_TASK DIRECTIONS_
Count the lines of the material below that contain the string "riverbank", matching case exactly, and reply with the number alone.

— begin RECORDS FOR THIS TASK —

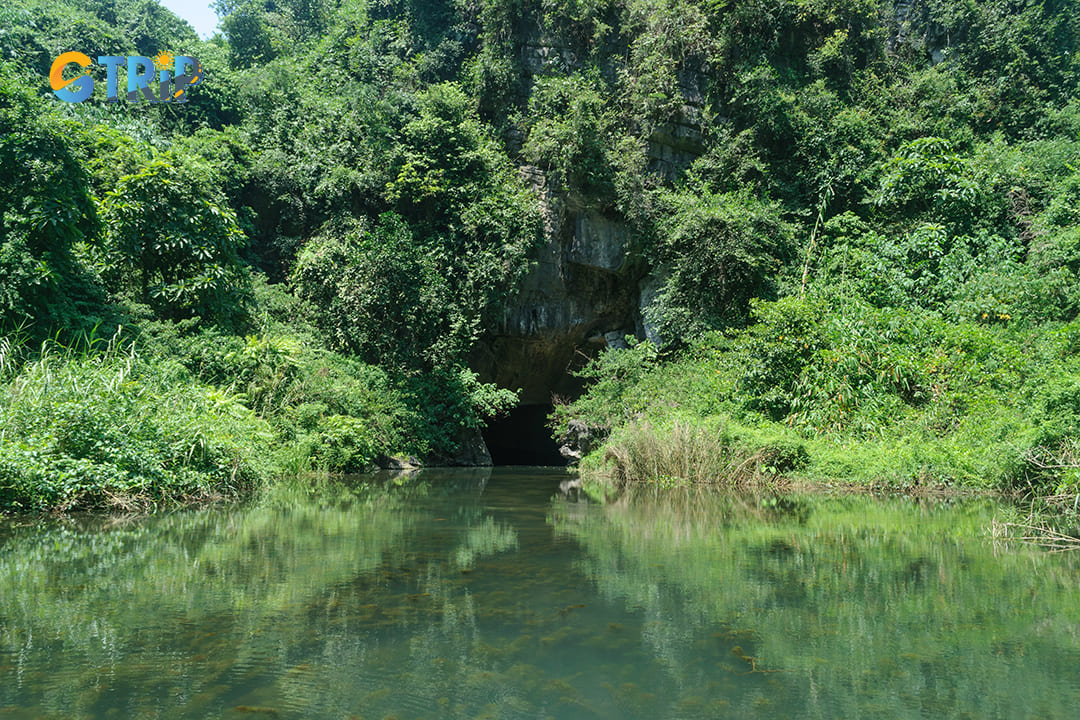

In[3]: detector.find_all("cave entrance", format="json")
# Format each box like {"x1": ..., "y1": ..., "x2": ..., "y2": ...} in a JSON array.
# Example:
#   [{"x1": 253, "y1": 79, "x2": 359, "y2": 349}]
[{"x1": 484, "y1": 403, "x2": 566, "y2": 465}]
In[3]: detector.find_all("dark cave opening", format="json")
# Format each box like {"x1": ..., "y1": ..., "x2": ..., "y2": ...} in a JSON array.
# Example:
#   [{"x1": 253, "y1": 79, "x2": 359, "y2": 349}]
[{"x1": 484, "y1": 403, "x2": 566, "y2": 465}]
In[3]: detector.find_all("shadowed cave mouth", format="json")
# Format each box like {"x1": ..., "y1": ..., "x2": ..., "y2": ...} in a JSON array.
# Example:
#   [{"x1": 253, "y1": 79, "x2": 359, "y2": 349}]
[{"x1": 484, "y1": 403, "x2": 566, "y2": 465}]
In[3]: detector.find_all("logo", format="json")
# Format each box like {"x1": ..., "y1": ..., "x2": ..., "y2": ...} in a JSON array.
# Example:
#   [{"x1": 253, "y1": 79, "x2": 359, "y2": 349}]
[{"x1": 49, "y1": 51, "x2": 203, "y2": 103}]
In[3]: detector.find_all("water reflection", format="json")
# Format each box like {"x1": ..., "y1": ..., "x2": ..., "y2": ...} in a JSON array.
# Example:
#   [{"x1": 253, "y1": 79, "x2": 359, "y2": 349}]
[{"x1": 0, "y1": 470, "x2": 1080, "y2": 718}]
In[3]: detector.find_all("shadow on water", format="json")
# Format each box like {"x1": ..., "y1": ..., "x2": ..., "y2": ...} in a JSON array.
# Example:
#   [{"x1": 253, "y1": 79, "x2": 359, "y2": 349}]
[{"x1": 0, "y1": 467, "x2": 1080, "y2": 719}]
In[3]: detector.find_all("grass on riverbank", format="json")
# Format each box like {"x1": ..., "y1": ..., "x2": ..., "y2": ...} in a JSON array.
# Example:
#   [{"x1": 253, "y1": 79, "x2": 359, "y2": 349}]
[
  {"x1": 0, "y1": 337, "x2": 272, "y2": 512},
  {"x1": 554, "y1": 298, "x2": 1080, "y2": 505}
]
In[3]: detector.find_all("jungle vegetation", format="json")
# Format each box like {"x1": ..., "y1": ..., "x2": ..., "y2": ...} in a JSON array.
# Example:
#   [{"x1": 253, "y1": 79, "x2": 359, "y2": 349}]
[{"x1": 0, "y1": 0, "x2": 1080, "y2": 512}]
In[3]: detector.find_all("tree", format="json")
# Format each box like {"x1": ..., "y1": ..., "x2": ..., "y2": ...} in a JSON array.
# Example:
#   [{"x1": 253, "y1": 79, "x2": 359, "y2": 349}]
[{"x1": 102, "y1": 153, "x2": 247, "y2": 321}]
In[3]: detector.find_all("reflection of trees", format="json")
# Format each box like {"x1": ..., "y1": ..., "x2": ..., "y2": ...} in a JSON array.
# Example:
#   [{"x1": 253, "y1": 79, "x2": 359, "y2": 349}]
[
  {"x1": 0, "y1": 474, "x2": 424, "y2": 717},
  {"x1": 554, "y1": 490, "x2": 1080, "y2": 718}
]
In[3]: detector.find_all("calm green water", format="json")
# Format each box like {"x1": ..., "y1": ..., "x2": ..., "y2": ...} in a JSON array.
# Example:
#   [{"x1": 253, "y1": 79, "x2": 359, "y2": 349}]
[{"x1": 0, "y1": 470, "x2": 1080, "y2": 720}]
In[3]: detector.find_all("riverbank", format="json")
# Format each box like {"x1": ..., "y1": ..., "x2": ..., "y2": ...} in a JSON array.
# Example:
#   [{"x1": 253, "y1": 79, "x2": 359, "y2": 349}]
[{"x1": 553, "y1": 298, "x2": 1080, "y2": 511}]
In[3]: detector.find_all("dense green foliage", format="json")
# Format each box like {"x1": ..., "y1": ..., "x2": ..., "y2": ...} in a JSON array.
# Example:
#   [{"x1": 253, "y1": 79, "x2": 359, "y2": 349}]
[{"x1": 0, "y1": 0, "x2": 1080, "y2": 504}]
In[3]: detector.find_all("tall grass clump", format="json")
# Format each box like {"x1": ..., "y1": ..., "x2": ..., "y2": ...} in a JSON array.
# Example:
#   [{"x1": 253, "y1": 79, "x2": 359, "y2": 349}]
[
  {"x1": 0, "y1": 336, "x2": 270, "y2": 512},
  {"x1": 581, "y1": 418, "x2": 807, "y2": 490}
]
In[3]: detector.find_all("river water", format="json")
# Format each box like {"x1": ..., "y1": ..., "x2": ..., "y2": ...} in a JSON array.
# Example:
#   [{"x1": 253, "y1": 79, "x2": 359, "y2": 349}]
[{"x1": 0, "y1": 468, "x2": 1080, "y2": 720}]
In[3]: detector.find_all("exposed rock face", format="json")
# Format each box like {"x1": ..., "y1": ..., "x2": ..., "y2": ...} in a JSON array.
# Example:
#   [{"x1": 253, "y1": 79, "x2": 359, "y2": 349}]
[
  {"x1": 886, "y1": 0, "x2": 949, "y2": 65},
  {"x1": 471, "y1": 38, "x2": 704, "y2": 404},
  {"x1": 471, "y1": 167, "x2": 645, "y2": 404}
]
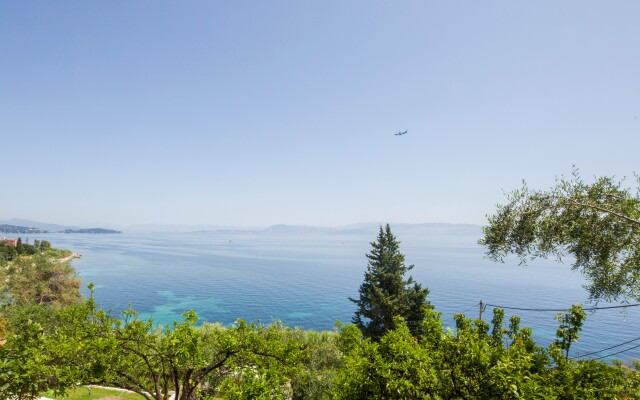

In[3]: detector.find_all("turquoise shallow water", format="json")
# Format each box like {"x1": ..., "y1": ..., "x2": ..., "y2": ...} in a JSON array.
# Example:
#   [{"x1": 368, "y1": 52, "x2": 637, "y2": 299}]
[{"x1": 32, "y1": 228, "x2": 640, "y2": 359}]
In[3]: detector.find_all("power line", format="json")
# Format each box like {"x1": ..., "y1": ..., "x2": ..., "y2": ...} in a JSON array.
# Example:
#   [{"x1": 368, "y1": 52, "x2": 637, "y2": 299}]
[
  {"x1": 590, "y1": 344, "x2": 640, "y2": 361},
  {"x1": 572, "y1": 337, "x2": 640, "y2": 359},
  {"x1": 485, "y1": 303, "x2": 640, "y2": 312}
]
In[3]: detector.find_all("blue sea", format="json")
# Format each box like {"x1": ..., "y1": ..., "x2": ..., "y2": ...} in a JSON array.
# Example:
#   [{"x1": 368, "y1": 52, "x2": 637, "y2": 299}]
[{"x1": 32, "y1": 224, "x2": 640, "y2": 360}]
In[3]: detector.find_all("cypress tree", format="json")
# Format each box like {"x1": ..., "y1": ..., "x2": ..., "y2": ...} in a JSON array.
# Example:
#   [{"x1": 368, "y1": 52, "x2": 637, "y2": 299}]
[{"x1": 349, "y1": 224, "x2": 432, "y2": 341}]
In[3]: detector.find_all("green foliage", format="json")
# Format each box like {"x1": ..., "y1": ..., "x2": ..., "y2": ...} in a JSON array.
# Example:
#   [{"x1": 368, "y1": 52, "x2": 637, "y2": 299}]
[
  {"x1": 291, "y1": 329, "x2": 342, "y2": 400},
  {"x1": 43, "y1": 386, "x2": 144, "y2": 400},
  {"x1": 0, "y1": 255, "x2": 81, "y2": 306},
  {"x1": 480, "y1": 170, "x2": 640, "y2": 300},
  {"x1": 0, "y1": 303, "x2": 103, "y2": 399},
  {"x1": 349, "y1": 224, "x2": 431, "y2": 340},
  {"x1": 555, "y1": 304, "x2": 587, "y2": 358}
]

— end RECORDS FOR THIS TASK —

_SOLVED EXERCISE_
2